Your task:
Recast the lines of the listing below, from the line containing "Could you point out the grey hair" down to and including the line containing "<point>449,299</point>", as a JSON list of strings with one string per line, leaving out any blank lines.

Provided records:
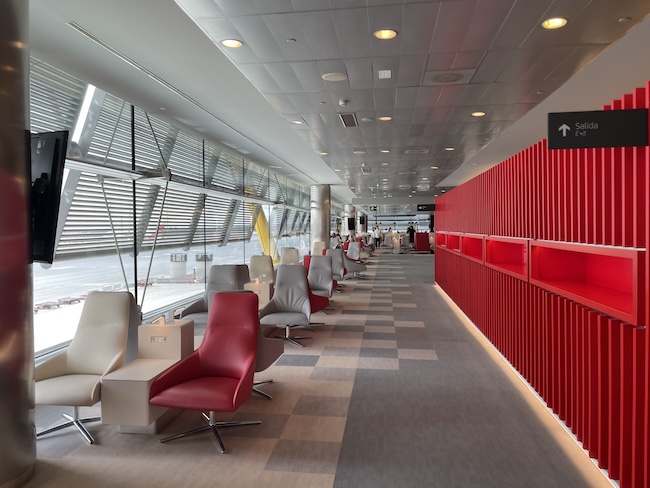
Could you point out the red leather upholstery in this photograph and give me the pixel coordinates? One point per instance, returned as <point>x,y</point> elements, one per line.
<point>218,376</point>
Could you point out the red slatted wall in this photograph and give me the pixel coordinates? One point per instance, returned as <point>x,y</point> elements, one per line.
<point>592,369</point>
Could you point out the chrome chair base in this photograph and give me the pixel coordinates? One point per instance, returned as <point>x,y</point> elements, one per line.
<point>291,340</point>
<point>260,392</point>
<point>212,426</point>
<point>73,420</point>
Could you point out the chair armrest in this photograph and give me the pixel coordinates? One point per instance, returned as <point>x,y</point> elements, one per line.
<point>196,307</point>
<point>51,368</point>
<point>182,371</point>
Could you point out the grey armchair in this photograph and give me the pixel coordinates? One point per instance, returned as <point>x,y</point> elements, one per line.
<point>73,377</point>
<point>290,304</point>
<point>221,277</point>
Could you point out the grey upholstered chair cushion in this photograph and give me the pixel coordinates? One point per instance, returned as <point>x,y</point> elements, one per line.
<point>261,267</point>
<point>290,302</point>
<point>320,275</point>
<point>338,263</point>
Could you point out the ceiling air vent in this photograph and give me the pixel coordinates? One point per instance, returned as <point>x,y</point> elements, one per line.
<point>349,120</point>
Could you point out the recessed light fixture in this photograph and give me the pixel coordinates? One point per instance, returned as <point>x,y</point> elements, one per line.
<point>334,76</point>
<point>385,34</point>
<point>232,43</point>
<point>554,23</point>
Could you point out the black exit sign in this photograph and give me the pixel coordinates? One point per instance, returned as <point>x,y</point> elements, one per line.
<point>601,128</point>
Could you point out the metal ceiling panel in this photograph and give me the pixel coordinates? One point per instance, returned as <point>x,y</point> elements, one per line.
<point>406,97</point>
<point>523,19</point>
<point>284,76</point>
<point>452,25</point>
<point>201,9</point>
<point>299,5</point>
<point>282,103</point>
<point>411,69</point>
<point>260,77</point>
<point>360,73</point>
<point>364,100</point>
<point>321,39</point>
<point>391,65</point>
<point>289,36</point>
<point>486,22</point>
<point>419,20</point>
<point>273,6</point>
<point>258,38</point>
<point>237,7</point>
<point>351,31</point>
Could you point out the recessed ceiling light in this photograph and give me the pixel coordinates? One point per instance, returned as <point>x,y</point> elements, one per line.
<point>233,43</point>
<point>335,76</point>
<point>554,23</point>
<point>384,34</point>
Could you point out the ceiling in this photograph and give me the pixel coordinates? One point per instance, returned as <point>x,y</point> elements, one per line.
<point>450,58</point>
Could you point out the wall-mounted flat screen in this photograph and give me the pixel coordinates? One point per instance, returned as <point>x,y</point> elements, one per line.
<point>48,150</point>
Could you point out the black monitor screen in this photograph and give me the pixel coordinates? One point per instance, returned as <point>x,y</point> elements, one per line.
<point>48,151</point>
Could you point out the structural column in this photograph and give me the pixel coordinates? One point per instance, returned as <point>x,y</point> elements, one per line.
<point>18,447</point>
<point>320,208</point>
<point>349,220</point>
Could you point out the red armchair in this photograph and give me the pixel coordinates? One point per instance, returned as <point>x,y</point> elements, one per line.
<point>218,376</point>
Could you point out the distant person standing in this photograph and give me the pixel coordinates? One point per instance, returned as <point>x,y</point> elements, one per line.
<point>376,234</point>
<point>411,233</point>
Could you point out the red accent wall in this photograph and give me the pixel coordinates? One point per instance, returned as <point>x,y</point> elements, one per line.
<point>555,273</point>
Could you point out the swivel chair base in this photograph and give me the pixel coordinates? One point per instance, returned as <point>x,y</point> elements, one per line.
<point>76,421</point>
<point>260,392</point>
<point>291,340</point>
<point>212,426</point>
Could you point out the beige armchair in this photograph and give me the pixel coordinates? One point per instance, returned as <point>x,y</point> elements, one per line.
<point>73,377</point>
<point>261,267</point>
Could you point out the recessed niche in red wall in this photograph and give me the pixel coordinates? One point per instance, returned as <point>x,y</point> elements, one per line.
<point>605,278</point>
<point>471,247</point>
<point>508,255</point>
<point>453,242</point>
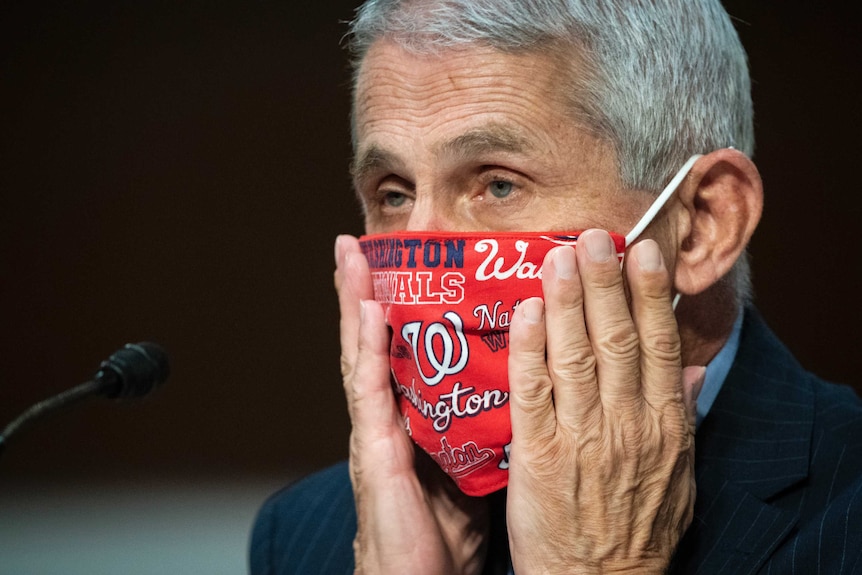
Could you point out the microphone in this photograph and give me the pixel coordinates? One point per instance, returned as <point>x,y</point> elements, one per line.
<point>132,371</point>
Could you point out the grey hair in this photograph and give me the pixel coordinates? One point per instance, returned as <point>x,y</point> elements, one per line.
<point>660,80</point>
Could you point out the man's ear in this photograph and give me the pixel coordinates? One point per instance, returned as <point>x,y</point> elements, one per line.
<point>722,199</point>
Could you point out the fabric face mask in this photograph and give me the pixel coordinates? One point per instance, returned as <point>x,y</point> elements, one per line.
<point>449,299</point>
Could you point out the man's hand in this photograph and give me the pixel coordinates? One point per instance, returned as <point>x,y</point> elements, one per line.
<point>405,524</point>
<point>601,471</point>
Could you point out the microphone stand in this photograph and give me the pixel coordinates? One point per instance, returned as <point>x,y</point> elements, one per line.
<point>48,407</point>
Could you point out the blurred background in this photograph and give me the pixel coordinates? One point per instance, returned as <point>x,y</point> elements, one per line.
<point>177,172</point>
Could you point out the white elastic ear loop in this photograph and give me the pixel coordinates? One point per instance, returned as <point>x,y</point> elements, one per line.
<point>661,200</point>
<point>658,204</point>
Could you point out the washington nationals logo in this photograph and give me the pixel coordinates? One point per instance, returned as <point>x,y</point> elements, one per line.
<point>440,349</point>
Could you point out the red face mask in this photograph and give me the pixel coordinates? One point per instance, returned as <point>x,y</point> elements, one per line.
<point>449,298</point>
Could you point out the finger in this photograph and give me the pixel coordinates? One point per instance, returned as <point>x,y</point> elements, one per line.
<point>374,412</point>
<point>531,404</point>
<point>658,334</point>
<point>353,282</point>
<point>609,323</point>
<point>571,362</point>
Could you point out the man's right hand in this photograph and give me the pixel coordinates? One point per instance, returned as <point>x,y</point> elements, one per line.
<point>411,517</point>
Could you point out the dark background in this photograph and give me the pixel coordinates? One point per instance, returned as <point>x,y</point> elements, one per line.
<point>176,172</point>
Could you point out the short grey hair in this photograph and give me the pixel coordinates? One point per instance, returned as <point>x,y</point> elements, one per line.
<point>665,79</point>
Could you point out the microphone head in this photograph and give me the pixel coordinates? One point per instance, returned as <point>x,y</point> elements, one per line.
<point>133,371</point>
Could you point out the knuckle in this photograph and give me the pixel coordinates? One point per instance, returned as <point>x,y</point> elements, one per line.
<point>576,364</point>
<point>663,345</point>
<point>619,340</point>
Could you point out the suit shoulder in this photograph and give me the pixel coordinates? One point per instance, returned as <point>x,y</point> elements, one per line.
<point>306,527</point>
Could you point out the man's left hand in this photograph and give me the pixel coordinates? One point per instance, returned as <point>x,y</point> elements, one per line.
<point>601,476</point>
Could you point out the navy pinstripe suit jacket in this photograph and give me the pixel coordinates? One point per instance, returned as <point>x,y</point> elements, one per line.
<point>779,483</point>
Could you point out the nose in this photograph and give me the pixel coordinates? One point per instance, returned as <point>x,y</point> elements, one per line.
<point>432,214</point>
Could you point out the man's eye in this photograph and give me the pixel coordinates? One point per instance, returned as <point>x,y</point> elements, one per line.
<point>394,199</point>
<point>501,189</point>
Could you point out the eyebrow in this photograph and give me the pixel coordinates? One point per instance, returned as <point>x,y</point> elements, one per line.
<point>474,143</point>
<point>490,138</point>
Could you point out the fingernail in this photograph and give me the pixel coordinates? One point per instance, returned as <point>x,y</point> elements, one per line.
<point>339,250</point>
<point>599,245</point>
<point>564,262</point>
<point>648,256</point>
<point>533,310</point>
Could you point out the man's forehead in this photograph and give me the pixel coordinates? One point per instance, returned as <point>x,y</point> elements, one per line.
<point>493,137</point>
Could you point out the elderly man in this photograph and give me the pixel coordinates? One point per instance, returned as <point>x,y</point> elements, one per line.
<point>506,116</point>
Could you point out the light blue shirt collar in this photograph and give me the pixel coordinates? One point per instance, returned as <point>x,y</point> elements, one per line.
<point>717,370</point>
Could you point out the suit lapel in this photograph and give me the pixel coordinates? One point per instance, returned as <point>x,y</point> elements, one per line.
<point>754,444</point>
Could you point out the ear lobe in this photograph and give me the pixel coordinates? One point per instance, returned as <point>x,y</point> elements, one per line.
<point>722,200</point>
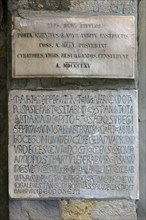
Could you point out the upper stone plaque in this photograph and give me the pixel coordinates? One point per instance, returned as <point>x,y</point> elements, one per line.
<point>73,46</point>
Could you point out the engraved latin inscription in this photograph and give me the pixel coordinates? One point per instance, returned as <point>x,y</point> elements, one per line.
<point>91,46</point>
<point>73,144</point>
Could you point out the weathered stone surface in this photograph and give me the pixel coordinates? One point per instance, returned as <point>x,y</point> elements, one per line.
<point>81,144</point>
<point>142,109</point>
<point>85,46</point>
<point>34,210</point>
<point>94,210</point>
<point>99,6</point>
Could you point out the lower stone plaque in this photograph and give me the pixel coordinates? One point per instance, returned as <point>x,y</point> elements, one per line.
<point>73,143</point>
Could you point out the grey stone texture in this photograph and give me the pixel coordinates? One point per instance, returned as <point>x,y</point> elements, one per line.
<point>142,109</point>
<point>98,210</point>
<point>120,7</point>
<point>3,119</point>
<point>34,210</point>
<point>98,6</point>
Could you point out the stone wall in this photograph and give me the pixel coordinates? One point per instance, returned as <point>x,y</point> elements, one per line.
<point>68,209</point>
<point>3,113</point>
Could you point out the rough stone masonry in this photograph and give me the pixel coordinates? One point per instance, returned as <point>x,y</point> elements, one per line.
<point>70,209</point>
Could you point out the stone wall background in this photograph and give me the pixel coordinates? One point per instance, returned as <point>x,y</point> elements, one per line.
<point>68,209</point>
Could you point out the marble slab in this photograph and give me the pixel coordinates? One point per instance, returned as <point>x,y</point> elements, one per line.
<point>73,144</point>
<point>73,46</point>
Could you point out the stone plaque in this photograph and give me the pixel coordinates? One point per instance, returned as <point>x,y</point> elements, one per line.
<point>73,46</point>
<point>73,144</point>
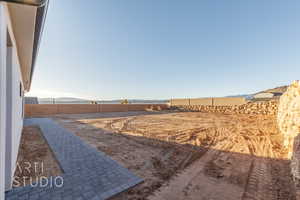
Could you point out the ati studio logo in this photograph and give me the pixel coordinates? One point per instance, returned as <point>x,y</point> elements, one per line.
<point>33,174</point>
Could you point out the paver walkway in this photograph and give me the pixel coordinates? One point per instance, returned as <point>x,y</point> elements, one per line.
<point>88,173</point>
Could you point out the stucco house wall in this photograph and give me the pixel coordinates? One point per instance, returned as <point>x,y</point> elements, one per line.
<point>11,101</point>
<point>2,100</point>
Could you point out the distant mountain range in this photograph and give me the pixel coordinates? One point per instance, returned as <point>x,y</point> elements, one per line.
<point>280,89</point>
<point>68,100</point>
<point>72,100</point>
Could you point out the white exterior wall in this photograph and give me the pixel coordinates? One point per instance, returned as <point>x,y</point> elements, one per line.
<point>10,130</point>
<point>2,99</point>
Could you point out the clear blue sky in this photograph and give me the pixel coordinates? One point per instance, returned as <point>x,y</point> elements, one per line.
<point>152,49</point>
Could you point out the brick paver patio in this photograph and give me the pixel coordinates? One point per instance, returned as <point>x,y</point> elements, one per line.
<point>88,174</point>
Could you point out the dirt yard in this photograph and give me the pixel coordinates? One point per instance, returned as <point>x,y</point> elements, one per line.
<point>35,158</point>
<point>190,155</point>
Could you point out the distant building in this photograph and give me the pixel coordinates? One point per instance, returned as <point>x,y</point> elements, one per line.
<point>267,95</point>
<point>31,100</point>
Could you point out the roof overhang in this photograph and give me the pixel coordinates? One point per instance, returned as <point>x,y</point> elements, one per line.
<point>27,19</point>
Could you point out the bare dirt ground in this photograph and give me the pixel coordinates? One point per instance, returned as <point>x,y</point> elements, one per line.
<point>35,158</point>
<point>190,155</point>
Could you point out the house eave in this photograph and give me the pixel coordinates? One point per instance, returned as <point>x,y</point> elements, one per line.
<point>27,19</point>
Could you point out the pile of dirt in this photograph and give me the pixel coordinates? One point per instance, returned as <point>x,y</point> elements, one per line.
<point>192,155</point>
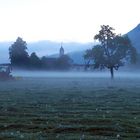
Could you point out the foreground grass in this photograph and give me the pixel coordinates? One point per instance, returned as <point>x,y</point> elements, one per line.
<point>70,109</point>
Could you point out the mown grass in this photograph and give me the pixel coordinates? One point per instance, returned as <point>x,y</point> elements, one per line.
<point>70,109</point>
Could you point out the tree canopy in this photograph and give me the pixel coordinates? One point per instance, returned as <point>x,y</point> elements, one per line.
<point>112,51</point>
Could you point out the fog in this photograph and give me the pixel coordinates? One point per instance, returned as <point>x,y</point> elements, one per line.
<point>75,74</point>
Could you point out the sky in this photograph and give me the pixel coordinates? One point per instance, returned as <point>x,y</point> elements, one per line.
<point>65,20</point>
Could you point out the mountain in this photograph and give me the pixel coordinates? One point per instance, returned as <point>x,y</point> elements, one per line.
<point>43,48</point>
<point>134,36</point>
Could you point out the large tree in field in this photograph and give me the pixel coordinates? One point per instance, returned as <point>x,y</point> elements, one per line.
<point>112,51</point>
<point>18,53</point>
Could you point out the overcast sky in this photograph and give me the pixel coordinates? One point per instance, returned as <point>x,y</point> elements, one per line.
<point>65,20</point>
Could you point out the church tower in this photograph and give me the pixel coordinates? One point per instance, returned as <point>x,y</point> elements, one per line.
<point>61,51</point>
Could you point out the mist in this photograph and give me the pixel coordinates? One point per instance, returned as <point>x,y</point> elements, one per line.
<point>75,74</point>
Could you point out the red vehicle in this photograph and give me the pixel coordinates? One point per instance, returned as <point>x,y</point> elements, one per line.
<point>5,72</point>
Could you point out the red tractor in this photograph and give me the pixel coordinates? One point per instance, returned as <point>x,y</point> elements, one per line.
<point>5,72</point>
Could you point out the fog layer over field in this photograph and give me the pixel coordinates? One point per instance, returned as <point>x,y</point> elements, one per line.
<point>76,74</point>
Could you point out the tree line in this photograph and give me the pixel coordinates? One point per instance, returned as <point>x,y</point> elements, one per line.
<point>20,58</point>
<point>112,51</point>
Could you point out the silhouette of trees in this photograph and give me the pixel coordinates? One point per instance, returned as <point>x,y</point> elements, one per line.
<point>35,62</point>
<point>18,53</point>
<point>112,51</point>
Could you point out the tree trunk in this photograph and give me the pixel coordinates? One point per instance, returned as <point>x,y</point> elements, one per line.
<point>112,72</point>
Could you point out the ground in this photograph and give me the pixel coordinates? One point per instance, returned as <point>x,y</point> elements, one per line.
<point>69,108</point>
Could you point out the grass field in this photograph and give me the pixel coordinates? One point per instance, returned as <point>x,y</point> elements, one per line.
<point>70,109</point>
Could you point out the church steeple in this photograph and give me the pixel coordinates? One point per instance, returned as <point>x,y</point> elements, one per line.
<point>61,51</point>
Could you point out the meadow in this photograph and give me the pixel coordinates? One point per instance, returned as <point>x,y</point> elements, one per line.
<point>70,108</point>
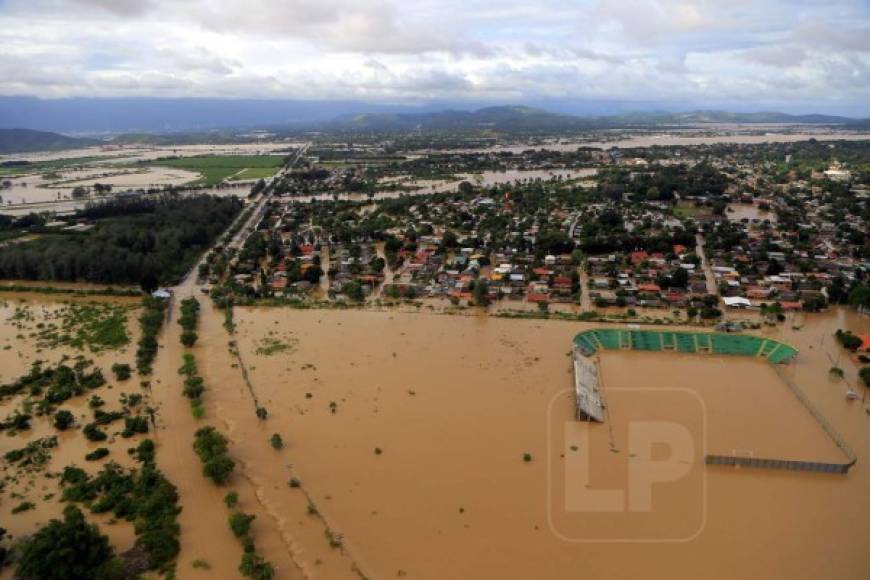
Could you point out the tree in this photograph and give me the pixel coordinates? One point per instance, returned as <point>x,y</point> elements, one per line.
<point>219,469</point>
<point>481,292</point>
<point>680,278</point>
<point>860,296</point>
<point>354,291</point>
<point>254,566</point>
<point>774,268</point>
<point>70,549</point>
<point>188,338</point>
<point>122,371</point>
<point>149,282</point>
<point>240,524</point>
<point>63,420</point>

Solution to this task:
[
  "Could you point out the grey hair in this photograph and give me the pixel coordinates? One point per instance, returned as <point>x,y</point> elements, one per line.",
  "<point>660,80</point>",
  "Could you point out the man's ear in this photograph and give me the pixel coordinates? One point per instance, returned as <point>x,y</point> elements, one per line.",
  "<point>722,199</point>",
  "Could you point out the fabric face mask in this photograph and give me the pixel coordinates? One point per instance, returned as <point>x,y</point> elements, one per line.",
  "<point>449,299</point>"
]